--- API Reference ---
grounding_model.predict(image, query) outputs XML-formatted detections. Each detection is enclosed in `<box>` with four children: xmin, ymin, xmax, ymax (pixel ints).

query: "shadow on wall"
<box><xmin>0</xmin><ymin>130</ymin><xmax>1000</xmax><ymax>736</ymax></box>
==
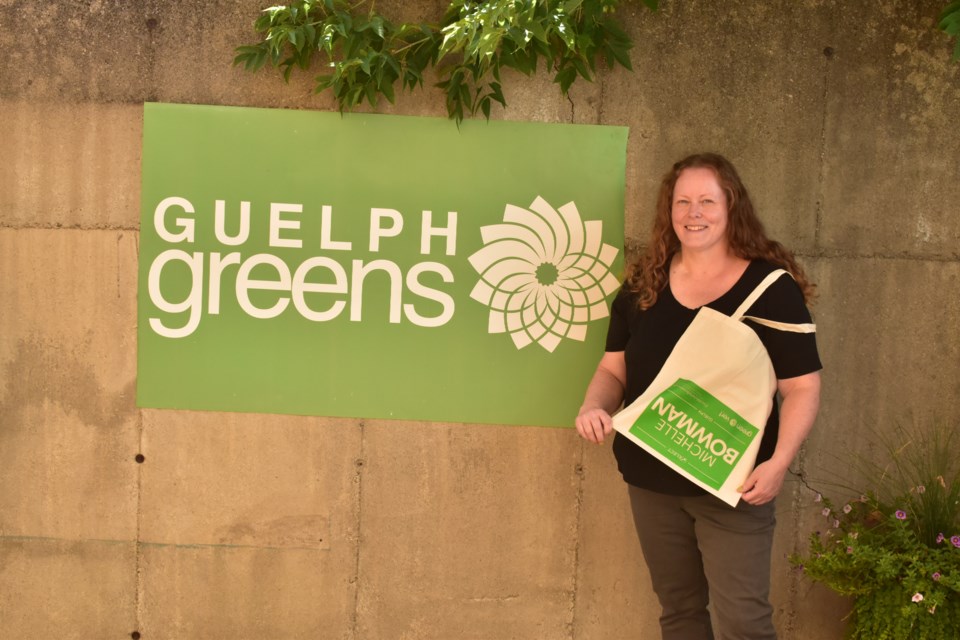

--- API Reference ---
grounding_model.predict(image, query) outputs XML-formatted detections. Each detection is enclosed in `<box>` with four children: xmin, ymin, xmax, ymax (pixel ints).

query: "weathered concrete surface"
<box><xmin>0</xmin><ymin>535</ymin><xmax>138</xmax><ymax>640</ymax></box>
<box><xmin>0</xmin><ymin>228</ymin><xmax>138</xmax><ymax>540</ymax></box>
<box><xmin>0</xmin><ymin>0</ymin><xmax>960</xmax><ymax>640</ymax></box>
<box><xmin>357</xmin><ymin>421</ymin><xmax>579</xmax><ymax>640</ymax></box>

**SET PROBLEM:**
Please find every line in the rows above that contains the string "xmin" and copy each one. Case counts.

**FINISHED TASK:**
grounding_model.predict(image, query) outputs XML-formatted detections. Each detection is enclosed in `<box>` with four children: xmin, ymin, xmax, ymax (pixel ints).
<box><xmin>0</xmin><ymin>130</ymin><xmax>1000</xmax><ymax>736</ymax></box>
grounding_model.predict(image, query) outputs XML-formatted detections. Each detection is enclosed in `<box>` with four children: xmin, ymin, xmax, ymax (pixel ints).
<box><xmin>0</xmin><ymin>535</ymin><xmax>138</xmax><ymax>640</ymax></box>
<box><xmin>0</xmin><ymin>228</ymin><xmax>138</xmax><ymax>540</ymax></box>
<box><xmin>0</xmin><ymin>0</ymin><xmax>960</xmax><ymax>640</ymax></box>
<box><xmin>357</xmin><ymin>421</ymin><xmax>579</xmax><ymax>640</ymax></box>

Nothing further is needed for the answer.